* EXERCISE *
Set down every one of the records below word for word, with each line unchanged and in the same order.
%%
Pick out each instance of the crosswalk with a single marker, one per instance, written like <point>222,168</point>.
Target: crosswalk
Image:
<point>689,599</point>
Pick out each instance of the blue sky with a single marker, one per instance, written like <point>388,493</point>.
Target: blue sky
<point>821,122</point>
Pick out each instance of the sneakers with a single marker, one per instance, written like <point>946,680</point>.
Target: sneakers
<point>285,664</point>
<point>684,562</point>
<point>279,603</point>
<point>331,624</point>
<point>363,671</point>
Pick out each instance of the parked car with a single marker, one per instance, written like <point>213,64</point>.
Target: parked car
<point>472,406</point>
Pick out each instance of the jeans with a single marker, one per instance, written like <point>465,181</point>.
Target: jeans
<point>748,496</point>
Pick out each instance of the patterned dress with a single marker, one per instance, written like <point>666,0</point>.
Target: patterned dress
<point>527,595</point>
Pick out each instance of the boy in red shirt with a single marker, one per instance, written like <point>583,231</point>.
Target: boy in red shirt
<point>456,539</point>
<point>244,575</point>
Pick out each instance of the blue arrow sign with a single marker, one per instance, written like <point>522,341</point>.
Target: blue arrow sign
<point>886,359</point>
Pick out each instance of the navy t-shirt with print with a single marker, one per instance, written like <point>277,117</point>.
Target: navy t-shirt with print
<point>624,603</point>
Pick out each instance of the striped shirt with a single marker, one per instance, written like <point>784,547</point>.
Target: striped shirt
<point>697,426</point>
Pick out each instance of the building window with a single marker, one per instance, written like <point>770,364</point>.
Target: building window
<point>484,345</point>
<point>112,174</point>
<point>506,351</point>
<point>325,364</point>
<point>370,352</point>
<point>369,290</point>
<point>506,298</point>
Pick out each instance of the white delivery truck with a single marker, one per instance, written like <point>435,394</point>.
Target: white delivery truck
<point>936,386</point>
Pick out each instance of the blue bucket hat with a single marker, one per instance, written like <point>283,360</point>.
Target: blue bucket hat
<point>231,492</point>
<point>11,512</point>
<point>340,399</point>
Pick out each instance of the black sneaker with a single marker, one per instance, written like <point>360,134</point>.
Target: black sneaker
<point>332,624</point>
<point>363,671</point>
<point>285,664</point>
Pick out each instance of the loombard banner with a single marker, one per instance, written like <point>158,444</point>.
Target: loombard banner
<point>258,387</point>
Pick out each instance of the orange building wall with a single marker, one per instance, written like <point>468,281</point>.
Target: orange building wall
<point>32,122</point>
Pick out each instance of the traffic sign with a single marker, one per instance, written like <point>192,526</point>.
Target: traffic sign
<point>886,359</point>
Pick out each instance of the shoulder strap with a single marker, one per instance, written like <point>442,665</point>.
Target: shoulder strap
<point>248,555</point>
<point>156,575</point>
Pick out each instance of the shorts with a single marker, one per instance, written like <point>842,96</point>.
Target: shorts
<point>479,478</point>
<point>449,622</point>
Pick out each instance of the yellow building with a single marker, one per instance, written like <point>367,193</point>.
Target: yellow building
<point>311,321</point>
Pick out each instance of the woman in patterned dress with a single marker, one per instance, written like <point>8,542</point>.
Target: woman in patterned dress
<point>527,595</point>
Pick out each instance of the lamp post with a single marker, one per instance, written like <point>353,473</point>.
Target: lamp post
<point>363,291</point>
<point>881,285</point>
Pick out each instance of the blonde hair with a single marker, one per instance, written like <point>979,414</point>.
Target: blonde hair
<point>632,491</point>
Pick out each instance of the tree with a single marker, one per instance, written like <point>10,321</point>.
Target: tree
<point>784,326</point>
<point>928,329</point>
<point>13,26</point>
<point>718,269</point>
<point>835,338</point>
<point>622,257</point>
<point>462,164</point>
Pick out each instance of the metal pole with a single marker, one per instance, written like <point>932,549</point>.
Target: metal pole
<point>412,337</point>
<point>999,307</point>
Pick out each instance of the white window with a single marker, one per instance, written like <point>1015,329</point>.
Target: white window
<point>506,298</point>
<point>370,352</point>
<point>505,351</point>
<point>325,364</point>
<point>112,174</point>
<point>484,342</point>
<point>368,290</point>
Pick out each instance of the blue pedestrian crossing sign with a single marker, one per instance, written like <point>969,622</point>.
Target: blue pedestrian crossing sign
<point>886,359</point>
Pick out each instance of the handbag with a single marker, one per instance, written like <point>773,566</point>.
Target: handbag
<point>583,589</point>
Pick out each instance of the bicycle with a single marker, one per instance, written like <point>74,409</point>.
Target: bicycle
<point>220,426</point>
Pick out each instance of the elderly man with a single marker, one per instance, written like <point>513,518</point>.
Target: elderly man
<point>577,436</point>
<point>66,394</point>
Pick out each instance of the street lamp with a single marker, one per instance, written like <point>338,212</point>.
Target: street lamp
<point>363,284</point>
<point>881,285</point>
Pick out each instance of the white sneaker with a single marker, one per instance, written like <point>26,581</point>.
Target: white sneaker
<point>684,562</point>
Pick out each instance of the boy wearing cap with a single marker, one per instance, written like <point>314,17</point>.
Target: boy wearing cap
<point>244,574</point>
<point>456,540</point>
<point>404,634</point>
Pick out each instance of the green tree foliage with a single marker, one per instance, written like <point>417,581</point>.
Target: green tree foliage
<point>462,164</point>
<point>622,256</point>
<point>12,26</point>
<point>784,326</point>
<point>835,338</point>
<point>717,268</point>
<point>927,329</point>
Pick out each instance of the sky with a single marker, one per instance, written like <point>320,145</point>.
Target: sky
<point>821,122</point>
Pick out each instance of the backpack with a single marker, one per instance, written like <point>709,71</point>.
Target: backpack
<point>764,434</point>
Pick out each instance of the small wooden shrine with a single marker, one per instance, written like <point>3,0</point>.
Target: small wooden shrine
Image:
%%
* CORRECT OUTPUT *
Pick out each instance of the crosswalk with a single marker, one per instance, written like <point>222,168</point>.
Target: crosswalk
Image:
<point>689,599</point>
Pick out each instance of the blue sky with a single marker, one per instance, written like <point>388,493</point>.
Target: blue sky
<point>821,122</point>
Pick out each instance of the sneakers with a single marker, one per instance, written like <point>946,680</point>.
Target: sneakers
<point>285,664</point>
<point>684,562</point>
<point>279,603</point>
<point>331,624</point>
<point>363,671</point>
Pick out each instance of the parked car with a single marker, one per instance, written like <point>213,64</point>.
Target: parked car
<point>472,406</point>
Pick out each instance of the jeans with a single marker, one per instance, written like <point>465,181</point>.
Target: jeans
<point>748,496</point>
Pick out each instance of the patterned dress with a single marker, one per instance, written like <point>666,0</point>.
Target: patterned dress
<point>527,595</point>
Pick out each instance of the boy in red shirt with a single marker, one per instance, written like <point>583,231</point>.
Target: boy in red shirt
<point>456,539</point>
<point>244,575</point>
Pick out each instance of the blue arrow sign with a single marker, one per instance, written like <point>522,341</point>.
Target: blue arrow sign
<point>886,359</point>
Pick out each instance of the navy t-shirt with print with a single marker, one per instance, written like <point>277,117</point>.
Target: navy t-shirt with print
<point>624,603</point>
Pick out each instance of the striped shirt with a single marker, one per instance, written like <point>784,547</point>.
Target: striped shirt
<point>697,426</point>
Pick out each instance of the building window with a single marker, one per instance, written like <point>770,364</point>.
Target: building window
<point>484,345</point>
<point>112,174</point>
<point>506,351</point>
<point>325,364</point>
<point>370,352</point>
<point>369,290</point>
<point>506,298</point>
Pick out each instance of the white delivery truck with a single marker, one per instance, written like <point>435,394</point>.
Target: white delivery truck
<point>936,386</point>
Pick out each instance of the blue bucket hat with a single marker, one per instance, written like <point>283,360</point>.
Target: blue bucket hat
<point>231,492</point>
<point>11,512</point>
<point>340,399</point>
Pick out each instance of the black sneaker with a single marker, one per instance, written like <point>360,134</point>.
Target: black sneaker
<point>332,624</point>
<point>363,671</point>
<point>285,664</point>
Pick out each instance of the loombard banner with a single marker, one per instance, written like <point>158,444</point>.
Target: loombard banner
<point>258,387</point>
Pick out each instance of the orange building wall with a single marker, one per instance, written like <point>468,281</point>.
Target: orange building wall
<point>32,122</point>
Pick out each instance of the traffic sign with a single marker, one per instance, written like <point>192,526</point>.
Target: traffic sign
<point>886,359</point>
Pick out each instance of the shoulder strap with a single marker, one per instance, written like <point>442,665</point>.
Target: shoulder strap
<point>248,555</point>
<point>156,575</point>
Pick out each instance of the shorts with a single marker, one per instance, written like <point>842,96</point>.
Target: shorts
<point>479,478</point>
<point>449,622</point>
Pick out each instance of the yellow building with a single marker, one per instance, written like <point>367,193</point>.
Target: yellow building
<point>311,321</point>
Pick out each instance of the woman in patterned dress with a single marker, one per instance, written like <point>8,542</point>.
Target: woman in patterned dress
<point>527,595</point>
Pick out each instance of the lamp post with a single marker, one per instance, written like <point>353,473</point>.
Target: lamp post
<point>363,291</point>
<point>881,285</point>
Pick out each instance of the blonde hair with a single marker, one per instance, written like <point>979,414</point>.
Target: blonde hair
<point>632,491</point>
Pick out each instance of the tree with a single marker, one per instance, written like <point>10,321</point>.
Target: tree
<point>784,326</point>
<point>928,329</point>
<point>13,26</point>
<point>718,269</point>
<point>835,338</point>
<point>622,257</point>
<point>462,164</point>
Pick out each instance of the metal pole with a single marker, one per instance, written like <point>932,549</point>.
Target: metal pole
<point>412,337</point>
<point>999,307</point>
Pick out each instance of the white window with a single marker, one per instance, written like <point>1015,329</point>.
Target: white window
<point>506,298</point>
<point>370,352</point>
<point>505,351</point>
<point>325,364</point>
<point>112,174</point>
<point>484,342</point>
<point>368,290</point>
Pick out each instance of the blue pedestrian crossing sign with a single marker, one per instance, written like <point>969,622</point>.
Target: blue pedestrian crossing sign
<point>886,359</point>
Pick out each instance of the handbag with a single marker, one per instance, written like <point>773,566</point>.
Target: handbag
<point>583,589</point>
Pick out each instance of the bicycle with a single marker, one per instance, written like <point>74,409</point>.
Target: bicycle
<point>220,426</point>
Pick out each instance of the elderly man with a single marker, one per instance, written like <point>513,518</point>.
Target: elderly man
<point>577,436</point>
<point>66,394</point>
Pick out each instance of the street lamp with a single marker, one per instance, written like <point>338,212</point>.
Target: street lamp
<point>363,284</point>
<point>881,285</point>
Pick out each instance of the white sneaker with a single marker, one per instance, written like <point>26,581</point>.
Target: white sneaker
<point>684,562</point>
Pick out each instance of the boy wearing cap with a single marker, one per instance, written like <point>314,17</point>.
Target: boy wearing cap
<point>244,574</point>
<point>456,540</point>
<point>404,634</point>
Pick out each instance of the green tree foliage with a single marker, one per instance, written like <point>417,581</point>.
Target: green tree foliage
<point>462,164</point>
<point>622,256</point>
<point>12,26</point>
<point>784,326</point>
<point>835,338</point>
<point>717,268</point>
<point>927,329</point>
Pick out each instance of the sky with a single marker, one per instance, written like <point>320,145</point>.
Target: sky
<point>821,122</point>
Pick out each instance of the backpack with a single marker, one per instance, written like <point>709,71</point>.
Target: backpack
<point>764,434</point>
Pick out each instance of the small wooden shrine with a single marker, one per instance, written like <point>3,0</point>.
Target: small wooden shrine
Image:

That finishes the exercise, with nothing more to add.